WORK TO DO:
Revise the entries by replacing every occurrence of "thickest part" with "widest part". Keep every other character the same.

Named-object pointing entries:
★ ★ ★ ★ ★ ★ ★

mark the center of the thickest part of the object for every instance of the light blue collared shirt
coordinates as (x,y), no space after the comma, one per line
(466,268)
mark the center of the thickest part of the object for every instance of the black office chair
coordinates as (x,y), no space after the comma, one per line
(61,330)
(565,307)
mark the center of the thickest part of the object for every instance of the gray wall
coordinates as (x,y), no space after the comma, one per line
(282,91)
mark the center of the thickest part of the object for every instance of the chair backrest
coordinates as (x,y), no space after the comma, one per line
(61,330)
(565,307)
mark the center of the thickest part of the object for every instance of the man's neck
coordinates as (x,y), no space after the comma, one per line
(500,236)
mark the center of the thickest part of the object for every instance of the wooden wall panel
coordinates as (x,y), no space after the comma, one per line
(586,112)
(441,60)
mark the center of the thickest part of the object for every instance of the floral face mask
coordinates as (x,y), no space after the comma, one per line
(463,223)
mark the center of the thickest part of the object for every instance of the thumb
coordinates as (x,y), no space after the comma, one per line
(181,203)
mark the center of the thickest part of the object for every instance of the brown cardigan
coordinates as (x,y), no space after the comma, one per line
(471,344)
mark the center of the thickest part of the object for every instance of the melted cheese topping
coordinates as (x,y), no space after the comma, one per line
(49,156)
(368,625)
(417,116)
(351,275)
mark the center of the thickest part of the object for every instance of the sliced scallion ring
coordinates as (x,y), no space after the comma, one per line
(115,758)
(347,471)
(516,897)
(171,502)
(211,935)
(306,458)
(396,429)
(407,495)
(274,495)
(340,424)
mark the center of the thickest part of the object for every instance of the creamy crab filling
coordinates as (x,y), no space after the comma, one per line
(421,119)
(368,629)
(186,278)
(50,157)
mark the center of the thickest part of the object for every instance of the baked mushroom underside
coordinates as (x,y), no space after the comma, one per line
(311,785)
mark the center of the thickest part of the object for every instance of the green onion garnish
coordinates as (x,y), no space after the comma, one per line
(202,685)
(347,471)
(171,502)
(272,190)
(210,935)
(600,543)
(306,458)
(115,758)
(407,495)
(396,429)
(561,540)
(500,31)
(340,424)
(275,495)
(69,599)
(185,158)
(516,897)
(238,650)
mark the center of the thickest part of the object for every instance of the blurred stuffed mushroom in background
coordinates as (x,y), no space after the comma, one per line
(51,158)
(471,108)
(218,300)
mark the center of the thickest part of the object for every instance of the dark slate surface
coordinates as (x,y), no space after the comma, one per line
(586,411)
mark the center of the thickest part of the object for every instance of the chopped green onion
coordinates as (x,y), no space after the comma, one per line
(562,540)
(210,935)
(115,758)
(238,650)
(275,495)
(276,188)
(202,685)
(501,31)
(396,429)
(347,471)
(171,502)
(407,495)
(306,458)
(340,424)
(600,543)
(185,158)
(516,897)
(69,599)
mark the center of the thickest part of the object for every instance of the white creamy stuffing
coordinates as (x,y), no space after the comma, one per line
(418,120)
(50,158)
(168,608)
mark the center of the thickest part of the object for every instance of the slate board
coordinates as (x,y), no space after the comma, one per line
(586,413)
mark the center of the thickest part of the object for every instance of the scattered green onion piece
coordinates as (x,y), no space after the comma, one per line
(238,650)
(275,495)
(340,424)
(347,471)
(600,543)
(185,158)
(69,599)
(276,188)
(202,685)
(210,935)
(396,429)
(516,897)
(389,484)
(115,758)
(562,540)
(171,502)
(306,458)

★ ★ ★ ★ ★ ★ ★

COMPLETE OUTPUT:
mark the center of the widest part of the object for every instance of the light blue collared shirt
coordinates as (x,y), no space after the comma, one per line
(466,268)
mark the center of the widest part of the object for every instance of the black office chair
coordinates as (x,y), no space after the comma, one per line
(61,330)
(565,307)
mark the center of the widest part of the object for every instance of the gray wall
coordinates as (x,y), no space after the comma, one per line
(282,91)
mark the center of the widest part of the object for every instance of the chair backrest
coordinates as (x,y), no space after the comma, one per line
(61,330)
(565,307)
mark the center of the widest part of the object for every instance of the man's neck
coordinates as (x,y), no space after the comma, one per line
(500,236)
mark the center of the widest part of the object for every instance of the wooden wall panel
coordinates as (x,y), no space after the comma, one per line
(586,112)
(441,60)
mark the center of the widest part of the object for every instance of the floral face mask
coordinates as (x,y), no space after the comma, one per line
(463,223)
mark the center of the widest part of the object for every instance of the thumb
coordinates as (x,y), no space after the comma, one per line
(181,203)
mark the center of the widest part of the object for every instance of the brown cardigan
coordinates as (x,y), no space after the comma, one per line
(471,344)
mark the center of the widest part of the object for every instance of the melted cheese topping
coordinates as (x,y), no space after the comma, one per line
(49,156)
(368,625)
(417,116)
(351,275)
mark the center of the widest part of the object for every instance of the sliced scallion ring
coordinates as (x,y), no space after the comma, one per line
(115,758)
(347,471)
(516,897)
(171,502)
(211,935)
(306,458)
(396,429)
(407,495)
(274,495)
(340,424)
mark the center of the widest part of the object for every instance of the creamy crab filling
coordinates as (x,y), no space after the comma, one per line
(421,119)
(368,629)
(186,278)
(50,157)
mark the center of the widest part of the object for every instance of the baked mushroom underside
coordinates as (x,y), no space after the comma, one per line
(311,785)
mark the center of the widest part of the object for every instance of the green onion garnish
coordinates as (x,y), no space after the comma, one per line
(202,685)
(347,471)
(171,502)
(272,190)
(210,935)
(600,543)
(306,458)
(115,758)
(407,495)
(396,429)
(561,540)
(500,31)
(340,424)
(275,495)
(69,599)
(185,158)
(516,897)
(238,650)
mark the center of the widest part of the object for every instance of the blurred stuffed mushroom in background
coordinates as (x,y), no space after the comma, one per line
(51,158)
(471,108)
(218,300)
mark the center of the widest part of the object for every instance of the dark slate surface
coordinates as (x,y), no space after the comma, one per line
(586,411)
mark the center of the widest part of the object for every instance of the chopped green onion
coordinates as (x,y), no space after the comma, one per line
(562,540)
(210,935)
(115,758)
(238,650)
(275,495)
(276,188)
(202,685)
(501,31)
(396,429)
(347,471)
(171,502)
(407,495)
(306,458)
(340,424)
(600,543)
(185,158)
(516,897)
(69,599)
mark the center of the widest part of the object for every instance of the white creamy stuffing
coordinates as (x,y), no space after the comma, one per line
(418,120)
(50,158)
(168,608)
mark the center of the widest part of the object for every instance of the slate board
coordinates as (x,y), no space after the comma, one per line
(586,413)
mark the center of the widest part of the object for every instance of the scattered green onion piece
coordinates as (x,y), no space after the comma, one per line
(238,650)
(275,495)
(340,424)
(347,471)
(600,543)
(185,158)
(69,599)
(276,188)
(202,685)
(210,935)
(396,429)
(516,897)
(389,484)
(115,758)
(562,540)
(171,502)
(306,458)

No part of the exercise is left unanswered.